Text segment
※
We have more or less exhausted what we can do using linear models for this example (not really). Now we move on to mixed models and we consider ‘trials’ as ‘random’. This means that we are less focused on what has happened on each individual trial and we consider trials as being ‘sampled’ from a larger population. (Also see the concept of exchangeability) When considering factors as fixed we assume that we can replicate that level, but here each trial is an ocurrence which we cannot easily replicate. For a distinction between ‘fixed’ and ‘random’ and other issues for mixed models see: https://bbolker.github.io/mixedmodels-misc/glmmFAQ.html

Random-effects model

Random effects models are a way of incorporating the effect of ‘trial’ but with an imposed distribution. Commonly it is assumed that they are normally distributed but other options are possible.
※
Study material
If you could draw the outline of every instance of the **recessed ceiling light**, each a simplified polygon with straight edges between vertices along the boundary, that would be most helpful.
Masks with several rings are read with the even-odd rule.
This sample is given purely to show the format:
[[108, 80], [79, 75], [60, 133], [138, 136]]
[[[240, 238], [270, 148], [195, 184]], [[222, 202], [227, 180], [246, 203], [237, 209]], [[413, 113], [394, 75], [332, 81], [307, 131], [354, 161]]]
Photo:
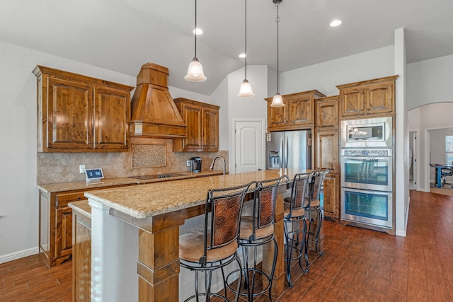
※
Requirement
From the text on mixed models, reproduce word for word the span that starts at "Random-effects model" and stops after "options are possible.".

Answer to the problem
Random-effects model

Random effects models are a way of incorporating the effect of ‘trial’ but with an imposed distribution. Commonly it is assumed that they are normally distributed but other options are possible.